[[ Excerpted passage, beginning ]]
Our goal in revolution is to create a world of greater happiness, so let’s give some thought to what really makes us happy. Buddha warned us not to get too caught up with material possessions. It’s true that we need a few essentials, such as food and shelter. But beyond that, sociologists have found, additional possessions are just encumbrances, and barriers that separate us from one another.

The separation of my property from yours might seem harmless, because we’re accustomed to it. But it has been our undoing, for it generates the illusion that our lives are separate, that my happiness and well being need not be your concern. Other people become our rivals and potential threats, and this makes us less happy. Empathy is replaced with apathy and sociopathy. Externalized costs become possible, and cause great damage. What protects the world, and also makes us happier, it turns out, is to see other people as friends. Buddha advised us to treasure our connections with other living beings.
[[ Excerpted passage, end ]]
[[ Extracted records, beginning ]]
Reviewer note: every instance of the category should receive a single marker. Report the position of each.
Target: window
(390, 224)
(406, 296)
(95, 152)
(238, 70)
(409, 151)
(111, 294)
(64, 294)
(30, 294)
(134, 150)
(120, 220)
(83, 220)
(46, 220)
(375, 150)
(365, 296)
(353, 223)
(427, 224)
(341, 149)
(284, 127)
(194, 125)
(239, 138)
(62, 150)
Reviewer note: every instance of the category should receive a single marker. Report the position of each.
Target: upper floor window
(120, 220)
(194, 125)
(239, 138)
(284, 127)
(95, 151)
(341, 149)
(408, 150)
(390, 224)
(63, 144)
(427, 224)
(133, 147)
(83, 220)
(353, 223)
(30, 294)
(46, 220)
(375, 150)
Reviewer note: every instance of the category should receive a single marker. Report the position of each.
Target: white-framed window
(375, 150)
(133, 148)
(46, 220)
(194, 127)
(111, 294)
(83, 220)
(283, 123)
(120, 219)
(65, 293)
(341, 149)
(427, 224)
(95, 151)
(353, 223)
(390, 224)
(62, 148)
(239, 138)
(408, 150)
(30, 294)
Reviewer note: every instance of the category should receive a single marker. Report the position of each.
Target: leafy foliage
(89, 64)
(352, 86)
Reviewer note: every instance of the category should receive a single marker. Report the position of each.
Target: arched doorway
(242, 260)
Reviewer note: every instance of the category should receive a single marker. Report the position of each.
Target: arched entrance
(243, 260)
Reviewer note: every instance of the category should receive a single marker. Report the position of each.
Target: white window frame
[[ Extracted records, end ]]
> _Work item A_
Answer these questions about the passage on happiness:
(i) What did Buddha warn people not to get too caught up with?
(ii) Which two essentials does the passage name as things we need?
(iii) According to the passage, what replaces empathy?
> _Work item B_
Echo the portion of the passage on happiness between "Our goal in" and "from one another.", inclusive.
The data entries are separate material, apart from the passage on happiness.

> _Written answer A_
(i) Material possessions.
(ii) Food and shelter.
(iii) Apathy and sociopathy.

> _Written answer B_
Our goal in revolution is to create a world of greater happiness, so let’s give some thought to what really makes us happy. Buddha warned us not to get too caught up with material possessions. It’s true that we need a few essentials, such as food and shelter. But beyond that, sociologists have found, additional possessions are just encumbrances, and barriers that separate us from one another.